The result — within just a few years, the total number of check dams increased from just under 6,000 to over a 100,000 and by mid-2016, these stood at 166,062 with storage capacity of over 28,408 million cubic feet (mcf).

2) Canal Network

If at the micro level communities were mobilised for check dams, then at the macro level three major projects changed the face of Gujarat, especially in the regions of Saurashtra, Kachchh and North Gujarat. These three projects are the Narmada Main Canal, the Sujalam Sufalam Yojana and the SAUNI Yojana. The implementation of these three major schemes also involved satellite-based planning and execution.

A) Narmada Main Canal

The main Narmada canal is the longest irrigation canal in the world, measuring 458 Km in length, with carrying capacity of 40,000 cusecs. But what has made the Narmada canal such a transformative project is the chain of branch canals, sub canals and distributaries — all in total measuring up to a length of humongous 71,748 Km.

It is from this Narmada Main canal, that PM Modi inaugurated the Kachchh branch canal that helped reach the water to the remotest corners of Kachchh.

Image Credit: Supplied

B) Sujalam Sufalam Yojana

Sujalam Sufalam was conceived to primarily irrigate the regions in North Gujarat, but also districts in other regions as well. It is a network of 332 Km long spreading canal, helping reach the flood waters of Narmada and other rivers to the parched region of North Gujarat and provide irrigation solution to over 2.2 million hectares of cultivable land. Fig. 05 lays out the Sujalam Sufalam network.

However, as is wont of the style of working of Modi, the optimum utilisation of Sujalam Sufalam canal was not just left to constructing a parallel canal to the main canal. Instead, a chain of 14 lift irrigation pipelines were also planned using satellite technology. These 14 life irrigation pipelines were planned to fill reservoirs, water tanks, wells, other water storage structures and supply waters to non-perennial lakes.

Image Credit: Supplied

c) SAUNI Yojana

With Narmada Main canal having reached water to Kachchh region, Sujalam Sufalam solving the water problem for North Gujarat, the only remaining region awaiting a solution was Saurashtra region.

Thus, came in the SAUNI Yojana (Saurashtra Narmada Avtaran Irrigation Yojana) which literally means reincarnation of the Narmada River in the region. A 1,126 Km network of 4 link pipelines was planned and constructed which distribute the excess Narmada waters to over 115 main reservoirs and irrigating over 1 million acres of land.

Image Credit: Supplied

The Larger Impact

The model that was adopted to solve the water problem of Gujarat, in each and every region of the state, with verifiable success inspired Modi to adopt the same model in other infrastructure works. Satellite based planning and collaborative approach became the hallmark, for example, in constructing the road infrastructure in Gujarat that is still ranked among the best nationally.

National Legacy

But what is the relevance of this Gujarat water story for India of 2022? The genesis of what is now PM Gati Shakti, the national master template, is in the water story of Gujarat.

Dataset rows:
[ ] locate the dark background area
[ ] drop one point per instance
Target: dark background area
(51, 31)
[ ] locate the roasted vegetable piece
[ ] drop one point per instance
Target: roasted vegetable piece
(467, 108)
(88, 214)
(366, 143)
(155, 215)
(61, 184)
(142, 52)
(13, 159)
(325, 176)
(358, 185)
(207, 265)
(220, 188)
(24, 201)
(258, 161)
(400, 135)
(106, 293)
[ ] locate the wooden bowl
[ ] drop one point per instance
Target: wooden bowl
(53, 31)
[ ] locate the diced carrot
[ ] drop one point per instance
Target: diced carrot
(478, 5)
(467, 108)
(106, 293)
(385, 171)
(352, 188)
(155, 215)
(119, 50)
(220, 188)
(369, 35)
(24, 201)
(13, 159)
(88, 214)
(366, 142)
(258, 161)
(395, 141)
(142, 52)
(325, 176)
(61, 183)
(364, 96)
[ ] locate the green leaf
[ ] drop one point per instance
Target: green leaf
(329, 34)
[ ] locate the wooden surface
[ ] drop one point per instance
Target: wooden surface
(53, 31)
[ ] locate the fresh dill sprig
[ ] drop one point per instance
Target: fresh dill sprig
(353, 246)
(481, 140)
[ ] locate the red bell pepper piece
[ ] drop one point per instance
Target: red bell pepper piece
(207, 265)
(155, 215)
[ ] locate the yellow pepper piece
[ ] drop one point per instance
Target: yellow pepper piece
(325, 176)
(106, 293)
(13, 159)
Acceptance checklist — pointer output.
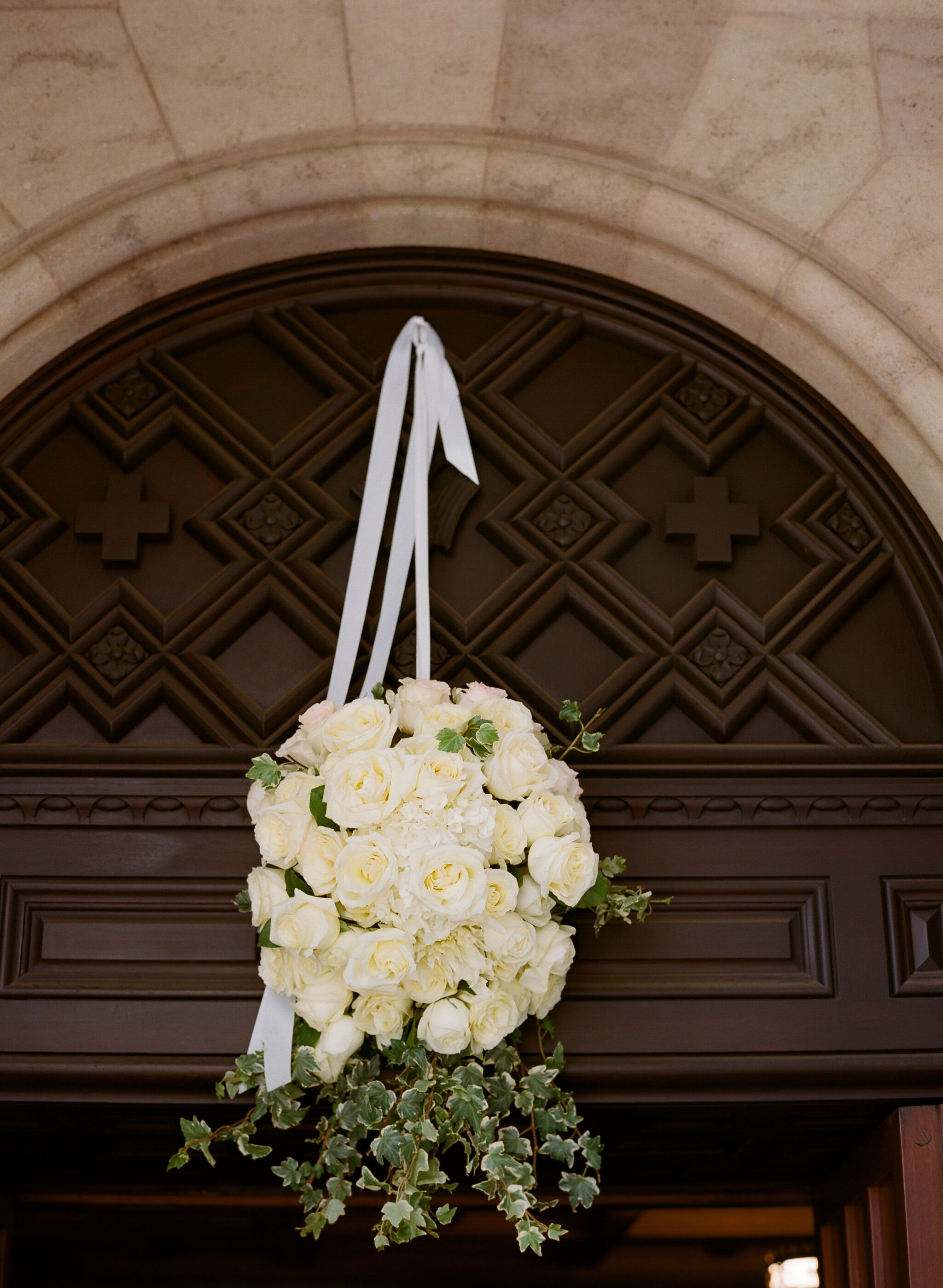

__Task A__: List the three major projects that the Gujarat water passage names as having changed the face of Gujarat at the macro level.
__Task B__:
Answer these from the Gujarat water passage, one line each:
(i) How long is the main Narmada canal?
(ii) How many lift irrigation pipelines were planned for the Sujalam Sufalam canal?
(iii) SAUNI Yojana's link pipelines distribute excess Narmada waters to how many main reservoirs?
__Task C__: Turn the paragraph of the Gujarat water passage that begins "Thus, came in the SAUNI Yojana" into a short bulleted list that keeps its main facts.
The rows aren't needed for any of this.

__Exercise result A__:
- Narmada Main Canal
- Sujalam Sufalam Yojana
- SAUNI Yojana

__Exercise result B__:
(i) 458 Km
(ii) 14
(iii) Over 115

__Exercise result C__:
- Full name: Saurashtra Narmada Avtaran Irrigation Yojana, literally meaning reincarnation of the Narmada River in the region
- A 1,126 Km network of 4 link pipelines was planned and constructed
- It distributes excess Narmada waters to over 115 main reservoirs
- It irrigates over 1 million acres of land